Extracted entries ->

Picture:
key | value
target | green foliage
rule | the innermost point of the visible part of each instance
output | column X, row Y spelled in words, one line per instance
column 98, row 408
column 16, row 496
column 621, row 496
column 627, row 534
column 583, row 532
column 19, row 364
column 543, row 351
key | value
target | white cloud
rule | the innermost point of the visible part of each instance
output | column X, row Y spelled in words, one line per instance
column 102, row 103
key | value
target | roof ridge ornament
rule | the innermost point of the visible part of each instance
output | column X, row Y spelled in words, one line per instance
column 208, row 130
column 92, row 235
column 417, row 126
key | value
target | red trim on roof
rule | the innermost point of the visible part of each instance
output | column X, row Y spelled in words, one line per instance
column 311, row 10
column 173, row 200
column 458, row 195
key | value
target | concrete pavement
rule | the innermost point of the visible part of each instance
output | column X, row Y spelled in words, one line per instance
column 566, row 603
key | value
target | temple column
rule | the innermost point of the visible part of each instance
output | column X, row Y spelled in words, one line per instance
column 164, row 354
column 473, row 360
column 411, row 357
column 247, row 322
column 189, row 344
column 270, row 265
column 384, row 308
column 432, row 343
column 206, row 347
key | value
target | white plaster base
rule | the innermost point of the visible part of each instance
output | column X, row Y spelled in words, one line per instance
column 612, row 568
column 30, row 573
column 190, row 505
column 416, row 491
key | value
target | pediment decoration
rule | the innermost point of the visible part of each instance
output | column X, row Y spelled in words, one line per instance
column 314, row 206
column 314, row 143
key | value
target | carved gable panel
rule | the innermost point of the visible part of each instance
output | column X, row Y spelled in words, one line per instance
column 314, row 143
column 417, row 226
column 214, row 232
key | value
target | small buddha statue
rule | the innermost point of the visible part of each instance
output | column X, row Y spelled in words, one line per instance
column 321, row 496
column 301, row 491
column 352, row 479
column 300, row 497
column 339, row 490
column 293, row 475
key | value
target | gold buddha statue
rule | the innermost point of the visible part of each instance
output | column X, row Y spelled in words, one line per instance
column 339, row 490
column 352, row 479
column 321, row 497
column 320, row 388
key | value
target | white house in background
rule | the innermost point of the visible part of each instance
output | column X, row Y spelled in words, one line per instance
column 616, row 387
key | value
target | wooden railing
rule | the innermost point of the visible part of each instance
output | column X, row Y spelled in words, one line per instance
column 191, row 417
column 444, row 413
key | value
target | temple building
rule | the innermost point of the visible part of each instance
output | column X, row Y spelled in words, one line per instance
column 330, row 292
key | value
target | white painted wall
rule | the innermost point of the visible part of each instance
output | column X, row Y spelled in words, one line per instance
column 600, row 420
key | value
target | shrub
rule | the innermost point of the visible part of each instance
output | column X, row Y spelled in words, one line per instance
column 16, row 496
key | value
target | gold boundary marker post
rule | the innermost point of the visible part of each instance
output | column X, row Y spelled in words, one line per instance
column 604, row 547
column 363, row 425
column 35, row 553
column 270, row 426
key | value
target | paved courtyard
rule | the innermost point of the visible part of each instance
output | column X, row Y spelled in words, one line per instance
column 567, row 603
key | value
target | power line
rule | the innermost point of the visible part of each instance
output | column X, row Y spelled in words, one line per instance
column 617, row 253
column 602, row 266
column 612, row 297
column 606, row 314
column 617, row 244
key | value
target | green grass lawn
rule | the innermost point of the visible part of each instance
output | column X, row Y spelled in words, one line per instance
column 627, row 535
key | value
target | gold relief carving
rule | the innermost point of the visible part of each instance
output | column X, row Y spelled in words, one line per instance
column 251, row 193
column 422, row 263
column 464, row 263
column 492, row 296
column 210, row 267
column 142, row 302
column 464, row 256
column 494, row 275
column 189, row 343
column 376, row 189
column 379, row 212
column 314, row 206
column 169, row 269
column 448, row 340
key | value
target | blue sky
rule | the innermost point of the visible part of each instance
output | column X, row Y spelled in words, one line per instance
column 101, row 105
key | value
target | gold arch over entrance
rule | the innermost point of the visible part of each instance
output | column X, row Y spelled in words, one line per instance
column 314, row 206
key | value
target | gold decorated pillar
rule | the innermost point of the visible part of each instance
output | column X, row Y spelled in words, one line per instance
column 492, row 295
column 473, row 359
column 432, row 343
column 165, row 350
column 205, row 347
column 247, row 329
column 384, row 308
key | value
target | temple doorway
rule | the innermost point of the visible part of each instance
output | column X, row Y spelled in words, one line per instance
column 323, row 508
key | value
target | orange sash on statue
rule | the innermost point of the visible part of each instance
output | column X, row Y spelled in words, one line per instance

Problem requirements ->
Copy the entries word for word, from their first line through the line that contains "column 566, row 603".

Full response ->
Picture:
key | value
target | green foliage
rule | the innermost point of the visible part of each instance
output | column X, row Y spelled in words, one line per instance
column 98, row 408
column 16, row 496
column 621, row 496
column 627, row 534
column 583, row 532
column 19, row 364
column 543, row 351
key | value
target | white cloud
rule | the innermost point of the visible part of each instance
output | column X, row Y spelled in words, one line per instance
column 102, row 103
key | value
target | roof ridge ornament
rule | the innermost point of the visible part of each instance
output | column X, row Y spelled in words, one line per instance
column 208, row 130
column 92, row 235
column 417, row 126
key | value
target | red trim on roof
rule | the innermost point of the visible part of each instance
output | column X, row Y spelled in words, one line per instance
column 311, row 10
column 173, row 200
column 458, row 195
key | value
target | concrete pavement
rule | the innermost point of the visible part of each instance
output | column X, row Y spelled in words, one line per instance
column 566, row 603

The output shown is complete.